Task statement
Output each line exactly as written, from the first line of the records to the line bearing "target | metal pole", inclusive, while leaving every picture out.

Records for this task
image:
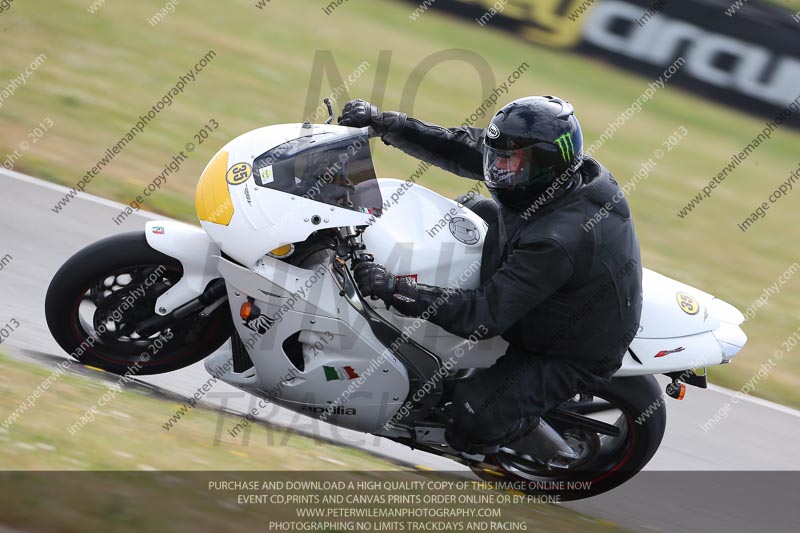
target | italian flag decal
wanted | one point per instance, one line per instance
(333, 373)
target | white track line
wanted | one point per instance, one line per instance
(152, 216)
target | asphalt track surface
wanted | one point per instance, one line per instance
(743, 475)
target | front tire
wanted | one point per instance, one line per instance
(99, 295)
(609, 462)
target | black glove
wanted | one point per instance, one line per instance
(360, 114)
(374, 280)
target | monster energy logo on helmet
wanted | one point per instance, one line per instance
(564, 143)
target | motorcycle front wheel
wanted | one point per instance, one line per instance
(99, 297)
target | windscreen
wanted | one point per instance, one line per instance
(335, 169)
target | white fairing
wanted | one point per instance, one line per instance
(311, 346)
(427, 236)
(265, 219)
(191, 246)
(675, 338)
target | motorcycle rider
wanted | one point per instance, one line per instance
(566, 295)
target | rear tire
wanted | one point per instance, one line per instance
(97, 276)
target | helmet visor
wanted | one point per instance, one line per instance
(506, 169)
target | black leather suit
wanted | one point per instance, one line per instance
(564, 292)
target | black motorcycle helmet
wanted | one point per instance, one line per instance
(530, 143)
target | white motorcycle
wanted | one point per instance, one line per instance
(285, 212)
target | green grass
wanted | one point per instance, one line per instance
(104, 70)
(41, 490)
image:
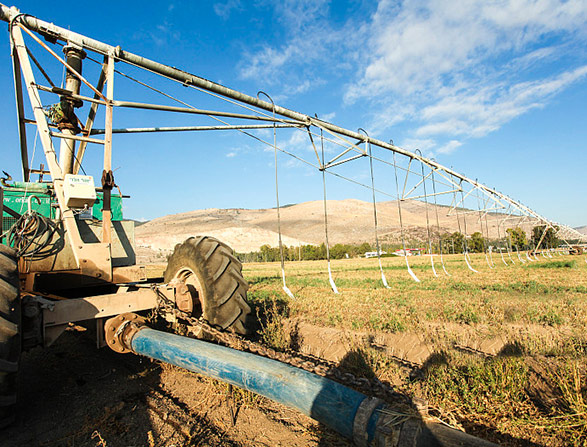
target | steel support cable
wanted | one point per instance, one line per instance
(285, 288)
(251, 135)
(512, 245)
(508, 239)
(401, 224)
(488, 233)
(438, 225)
(259, 112)
(500, 239)
(427, 218)
(330, 279)
(481, 225)
(383, 279)
(464, 244)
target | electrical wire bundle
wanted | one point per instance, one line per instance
(32, 235)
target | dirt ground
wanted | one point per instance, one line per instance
(73, 394)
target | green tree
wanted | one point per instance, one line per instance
(517, 237)
(549, 240)
(477, 243)
(454, 241)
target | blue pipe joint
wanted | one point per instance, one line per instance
(348, 412)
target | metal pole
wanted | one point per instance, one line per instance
(74, 56)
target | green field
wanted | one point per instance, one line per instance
(501, 353)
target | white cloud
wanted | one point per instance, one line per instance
(449, 147)
(224, 9)
(442, 69)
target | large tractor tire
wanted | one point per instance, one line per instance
(10, 341)
(209, 268)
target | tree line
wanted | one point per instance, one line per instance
(456, 242)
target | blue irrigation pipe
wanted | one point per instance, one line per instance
(365, 420)
(329, 402)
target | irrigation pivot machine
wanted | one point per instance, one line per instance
(68, 256)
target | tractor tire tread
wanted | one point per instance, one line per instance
(220, 276)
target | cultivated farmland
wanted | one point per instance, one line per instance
(501, 353)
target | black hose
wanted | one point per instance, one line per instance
(32, 235)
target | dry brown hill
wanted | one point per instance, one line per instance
(349, 221)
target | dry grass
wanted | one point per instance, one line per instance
(533, 390)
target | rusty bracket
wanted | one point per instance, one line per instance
(120, 330)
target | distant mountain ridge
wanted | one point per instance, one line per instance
(350, 221)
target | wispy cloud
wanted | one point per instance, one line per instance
(446, 71)
(313, 48)
(467, 68)
(224, 9)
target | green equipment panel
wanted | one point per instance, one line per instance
(16, 198)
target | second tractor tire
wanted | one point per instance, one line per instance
(210, 265)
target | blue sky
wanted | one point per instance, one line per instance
(495, 89)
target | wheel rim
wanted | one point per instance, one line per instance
(190, 279)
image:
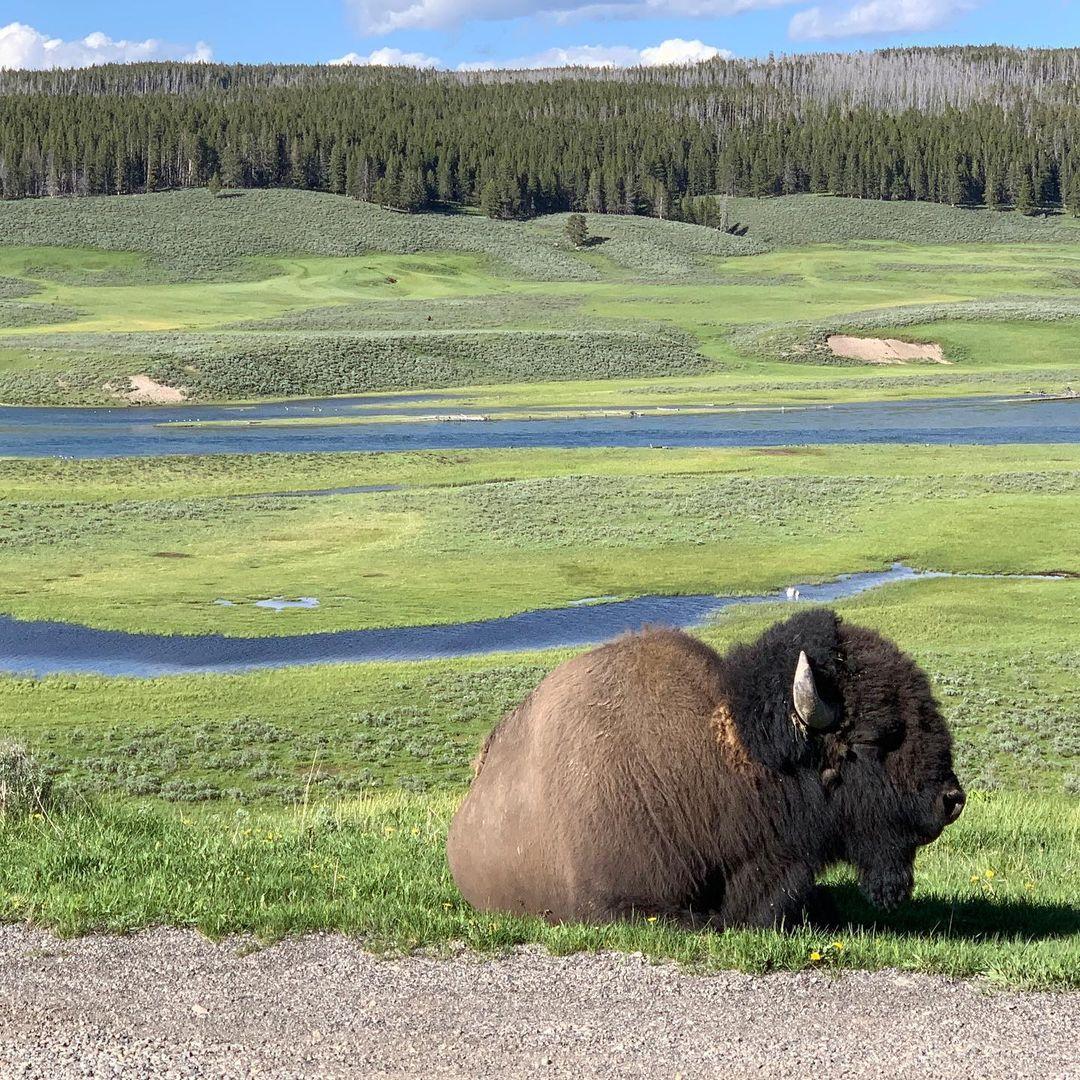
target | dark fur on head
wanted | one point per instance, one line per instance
(885, 767)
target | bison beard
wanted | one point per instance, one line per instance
(653, 777)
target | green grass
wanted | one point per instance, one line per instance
(995, 895)
(149, 545)
(274, 294)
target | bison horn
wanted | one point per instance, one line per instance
(814, 713)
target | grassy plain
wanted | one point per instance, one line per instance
(995, 895)
(271, 294)
(150, 544)
(285, 800)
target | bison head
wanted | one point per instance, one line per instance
(868, 717)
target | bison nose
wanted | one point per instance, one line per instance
(953, 801)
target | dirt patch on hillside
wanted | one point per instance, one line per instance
(885, 350)
(146, 391)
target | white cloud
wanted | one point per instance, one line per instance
(673, 51)
(23, 46)
(679, 51)
(875, 16)
(382, 16)
(389, 57)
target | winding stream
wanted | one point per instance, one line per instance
(44, 648)
(147, 431)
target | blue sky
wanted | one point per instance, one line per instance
(497, 32)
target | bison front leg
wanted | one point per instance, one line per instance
(774, 896)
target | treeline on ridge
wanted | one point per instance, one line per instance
(958, 125)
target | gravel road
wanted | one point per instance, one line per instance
(170, 1003)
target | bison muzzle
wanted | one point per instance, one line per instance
(652, 777)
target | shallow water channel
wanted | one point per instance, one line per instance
(147, 431)
(43, 648)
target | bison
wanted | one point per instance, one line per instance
(653, 777)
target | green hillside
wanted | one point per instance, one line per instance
(277, 293)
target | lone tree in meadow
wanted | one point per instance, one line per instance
(577, 229)
(1025, 197)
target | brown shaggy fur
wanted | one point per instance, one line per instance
(651, 775)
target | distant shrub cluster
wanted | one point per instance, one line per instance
(297, 364)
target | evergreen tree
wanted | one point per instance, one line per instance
(336, 170)
(577, 229)
(1025, 197)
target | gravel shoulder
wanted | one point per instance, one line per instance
(171, 1003)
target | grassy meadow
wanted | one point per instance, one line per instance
(308, 798)
(150, 544)
(274, 294)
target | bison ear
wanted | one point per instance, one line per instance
(809, 706)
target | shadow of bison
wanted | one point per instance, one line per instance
(655, 777)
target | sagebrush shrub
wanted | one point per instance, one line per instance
(25, 787)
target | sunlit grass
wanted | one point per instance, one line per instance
(995, 894)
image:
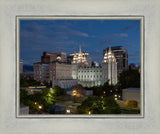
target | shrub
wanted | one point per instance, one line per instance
(131, 103)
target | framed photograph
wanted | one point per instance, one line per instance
(79, 67)
(102, 79)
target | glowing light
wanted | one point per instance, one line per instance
(40, 107)
(68, 111)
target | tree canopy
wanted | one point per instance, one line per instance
(97, 105)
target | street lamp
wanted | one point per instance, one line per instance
(40, 107)
(74, 94)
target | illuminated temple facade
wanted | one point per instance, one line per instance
(89, 76)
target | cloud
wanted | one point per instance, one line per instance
(132, 25)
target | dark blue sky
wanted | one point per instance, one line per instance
(37, 36)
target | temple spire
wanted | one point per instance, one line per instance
(80, 49)
(109, 48)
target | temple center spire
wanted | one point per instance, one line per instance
(80, 49)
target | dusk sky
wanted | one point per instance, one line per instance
(37, 36)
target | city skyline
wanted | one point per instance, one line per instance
(37, 36)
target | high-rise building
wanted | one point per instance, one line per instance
(121, 56)
(52, 57)
(41, 72)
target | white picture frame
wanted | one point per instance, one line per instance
(149, 123)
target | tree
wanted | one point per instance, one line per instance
(38, 102)
(79, 91)
(58, 91)
(129, 78)
(97, 105)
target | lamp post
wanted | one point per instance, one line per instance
(74, 94)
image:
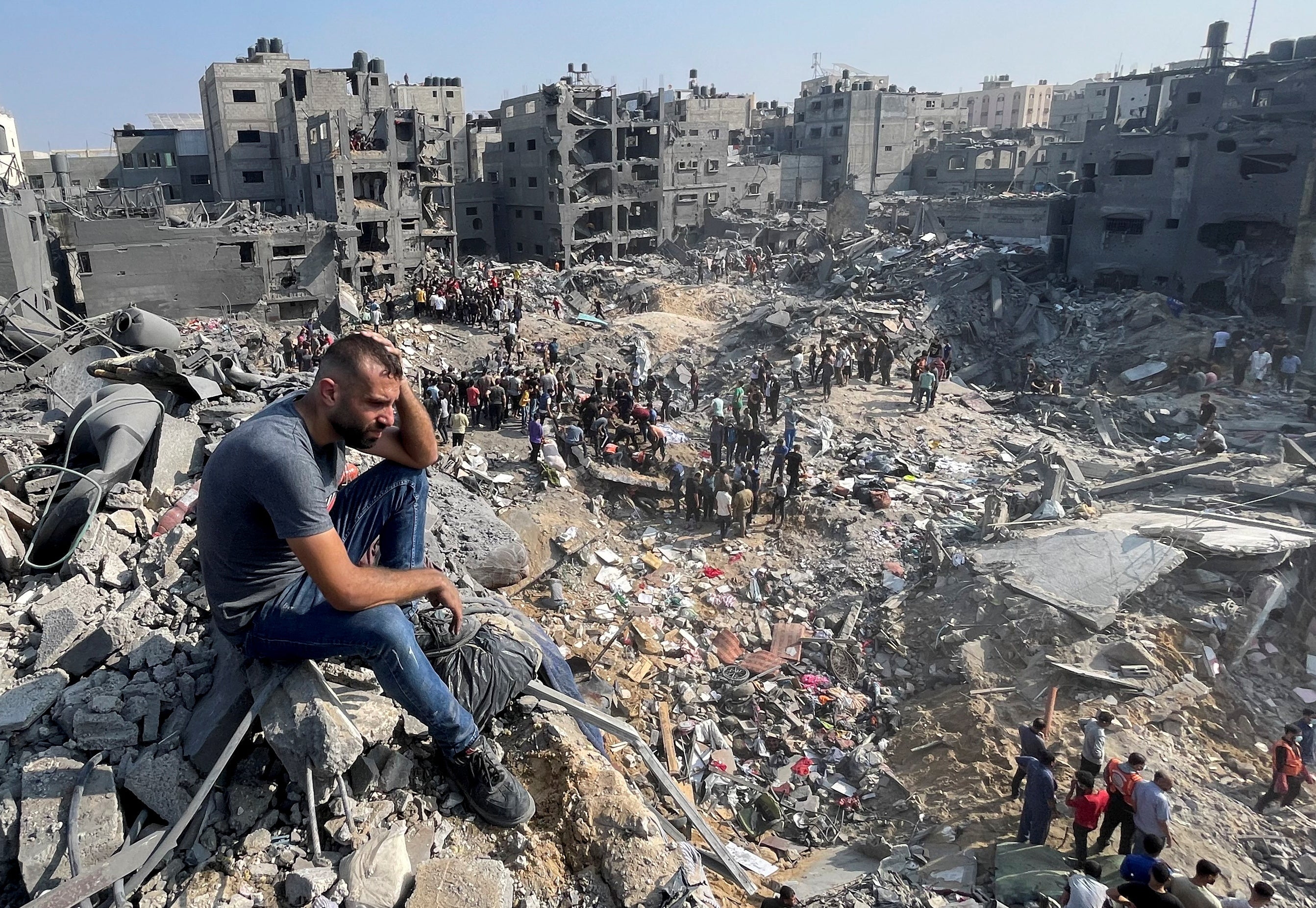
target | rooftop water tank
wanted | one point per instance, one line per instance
(1282, 50)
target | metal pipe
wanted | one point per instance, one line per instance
(347, 807)
(72, 827)
(311, 815)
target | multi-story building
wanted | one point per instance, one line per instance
(1075, 104)
(383, 170)
(1211, 200)
(243, 125)
(579, 172)
(68, 173)
(173, 153)
(1000, 104)
(999, 161)
(867, 133)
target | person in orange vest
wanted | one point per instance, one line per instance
(1120, 782)
(1288, 772)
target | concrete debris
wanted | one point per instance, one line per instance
(481, 883)
(44, 820)
(832, 666)
(25, 702)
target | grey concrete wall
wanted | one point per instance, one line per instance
(24, 253)
(1213, 232)
(197, 271)
(762, 177)
(802, 178)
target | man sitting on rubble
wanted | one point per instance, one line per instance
(282, 549)
(1211, 441)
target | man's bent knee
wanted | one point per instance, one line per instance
(386, 628)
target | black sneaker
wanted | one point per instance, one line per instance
(490, 788)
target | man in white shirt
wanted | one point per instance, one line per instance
(1259, 366)
(724, 513)
(1219, 345)
(1085, 890)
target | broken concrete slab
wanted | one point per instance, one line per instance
(304, 724)
(98, 644)
(175, 457)
(462, 883)
(302, 886)
(374, 715)
(61, 630)
(43, 848)
(1082, 571)
(24, 703)
(1169, 475)
(162, 782)
(220, 711)
(1023, 872)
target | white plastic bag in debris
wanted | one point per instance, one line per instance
(379, 872)
(825, 428)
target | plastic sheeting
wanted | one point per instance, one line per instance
(486, 666)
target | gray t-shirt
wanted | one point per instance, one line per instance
(266, 483)
(1094, 742)
(1153, 806)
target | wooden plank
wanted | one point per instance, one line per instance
(669, 742)
(1169, 475)
(1295, 454)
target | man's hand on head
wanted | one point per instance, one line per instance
(383, 341)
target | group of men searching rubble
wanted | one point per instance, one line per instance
(1111, 794)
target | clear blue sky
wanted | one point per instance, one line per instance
(73, 72)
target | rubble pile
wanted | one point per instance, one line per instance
(845, 682)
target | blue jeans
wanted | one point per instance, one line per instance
(386, 503)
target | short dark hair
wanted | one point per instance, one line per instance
(353, 352)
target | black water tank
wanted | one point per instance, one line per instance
(1282, 50)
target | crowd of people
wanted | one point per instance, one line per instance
(1111, 797)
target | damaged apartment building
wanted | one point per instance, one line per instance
(865, 131)
(1210, 196)
(343, 145)
(585, 173)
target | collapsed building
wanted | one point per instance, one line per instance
(1207, 198)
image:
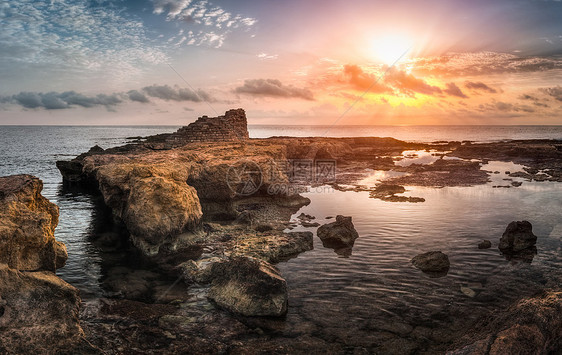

Completed exercise
image:
target | italian flag decal
wanted | one point per instance, one line per instance
(333, 373)
target | white track line
wanted | one point per instance, one line per instance
(152, 216)
target | asphalt track surface
wanted | one point per instance, one line per instance
(743, 475)
target | front tire
wanted | one point per instance, one line per instance
(99, 295)
(609, 462)
target | black glove
wanted | one point per instance, one line per instance
(360, 114)
(374, 280)
target | monster energy logo on helmet
wanted | one point per instance, one line per instance
(564, 143)
target | motorcycle front wheel
wanted | one point per instance, one line per instance
(99, 297)
target | windscreen
wanted | one point per instance, one line per instance
(335, 169)
target | white fairing
wanted | one point per instance, one line per instance
(311, 346)
(427, 236)
(265, 219)
(191, 246)
(675, 338)
target | motorcycle rider
wanted | one point per instance, one line per instance
(566, 295)
target | rear tire
wanted | one point per instance, one line per instance
(97, 276)
target | helmet visor
wanted | one point per instance, one line per instance
(506, 169)
target | black leather suit
wanted | one point per instance, one line per instance
(564, 292)
target | black motorcycle helmet
wanted | one point per instance, one line per instance
(530, 143)
target | white motorcycle
wanted | one point per instance, one line per instance
(285, 212)
target | green grass
wanted | one point per instance, one line per instance
(104, 70)
(41, 490)
image:
target | steel support cable
wanted | one point per instance, one line per instance
(285, 288)
(251, 135)
(512, 245)
(508, 239)
(401, 224)
(488, 233)
(438, 225)
(259, 112)
(500, 239)
(427, 218)
(330, 279)
(481, 225)
(383, 279)
(464, 244)
target | electrical wire bundle
wanted | one point per instance, one line per instance
(32, 235)
target | dirt ground
wanted | one point per instance, one line per instance
(73, 394)
target | green tree
wanted | one point per instance, one line per instance
(517, 237)
(549, 240)
(477, 243)
(454, 241)
target | blue pipe joint
wanted | one point per instance, one line per instance
(348, 412)
target | metal pole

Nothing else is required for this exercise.